## What the task asks
Output all of the material exactly; leave out no line.

## Material provided
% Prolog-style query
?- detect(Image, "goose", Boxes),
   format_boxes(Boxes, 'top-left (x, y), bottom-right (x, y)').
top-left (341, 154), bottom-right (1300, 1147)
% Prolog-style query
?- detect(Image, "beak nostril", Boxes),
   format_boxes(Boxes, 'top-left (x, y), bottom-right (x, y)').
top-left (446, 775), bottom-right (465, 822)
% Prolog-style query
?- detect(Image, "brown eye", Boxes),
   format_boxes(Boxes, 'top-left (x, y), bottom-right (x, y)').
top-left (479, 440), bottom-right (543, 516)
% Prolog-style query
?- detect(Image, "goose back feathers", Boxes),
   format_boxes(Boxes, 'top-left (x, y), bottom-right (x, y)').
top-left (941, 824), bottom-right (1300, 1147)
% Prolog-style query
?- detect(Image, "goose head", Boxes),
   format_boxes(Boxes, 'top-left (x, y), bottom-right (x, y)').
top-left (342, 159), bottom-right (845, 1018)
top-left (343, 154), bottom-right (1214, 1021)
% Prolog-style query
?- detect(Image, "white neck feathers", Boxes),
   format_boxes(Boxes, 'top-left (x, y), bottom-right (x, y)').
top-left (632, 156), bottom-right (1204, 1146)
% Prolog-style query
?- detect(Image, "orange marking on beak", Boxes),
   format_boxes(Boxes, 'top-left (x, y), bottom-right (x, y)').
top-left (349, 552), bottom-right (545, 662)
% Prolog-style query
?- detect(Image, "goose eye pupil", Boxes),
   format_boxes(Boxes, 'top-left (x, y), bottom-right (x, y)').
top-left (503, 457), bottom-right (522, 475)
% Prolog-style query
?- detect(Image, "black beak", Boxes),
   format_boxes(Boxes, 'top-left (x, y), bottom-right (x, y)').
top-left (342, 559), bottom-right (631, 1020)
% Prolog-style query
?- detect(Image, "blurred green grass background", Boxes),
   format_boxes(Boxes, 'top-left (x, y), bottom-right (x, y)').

## Written solution
% Prolog-style query
?- detect(Image, "goose", Boxes),
   format_boxes(Boxes, 'top-left (x, y), bottom-right (x, y)').
top-left (341, 154), bottom-right (1300, 1147)
% Prolog-style query
?- detect(Image, "beak nostril", Boxes),
   format_boxes(Boxes, 'top-left (x, y), bottom-right (x, y)').
top-left (446, 775), bottom-right (465, 822)
% Prolog-style query
?- detect(Image, "brown eye", Boxes),
   format_boxes(Boxes, 'top-left (x, y), bottom-right (x, y)').
top-left (479, 440), bottom-right (543, 516)
% Prolog-style query
?- detect(Image, "goose back feathers", Boxes),
   format_boxes(Boxes, 'top-left (x, y), bottom-right (x, y)').
top-left (941, 824), bottom-right (1300, 1147)
% Prolog-style query
?- detect(Image, "goose head", Boxes),
   format_boxes(Boxes, 'top-left (x, y), bottom-right (x, y)').
top-left (342, 159), bottom-right (845, 1018)
top-left (343, 154), bottom-right (1214, 1021)
% Prolog-style query
?- detect(Image, "white neck feathers", Boxes),
   format_boxes(Boxes, 'top-left (x, y), bottom-right (x, y)').
top-left (632, 156), bottom-right (1204, 1146)
% Prolog-style query
?- detect(Image, "orange marking on beak", Boxes),
   format_boxes(Boxes, 'top-left (x, y), bottom-right (x, y)').
top-left (349, 552), bottom-right (545, 662)
% Prolog-style query
?- detect(Image, "goose eye pupil", Boxes),
   format_boxes(Boxes, 'top-left (x, y), bottom-right (x, y)').
top-left (503, 457), bottom-right (522, 475)
% Prolog-style query
?- detect(Image, "black beak", Boxes),
   format_boxes(Boxes, 'top-left (x, y), bottom-right (x, y)').
top-left (342, 559), bottom-right (631, 1020)
% Prolog-style query
?- detect(Image, "blurred green grass background", Boxes),
   format_boxes(Boxes, 'top-left (x, y), bottom-right (x, y)').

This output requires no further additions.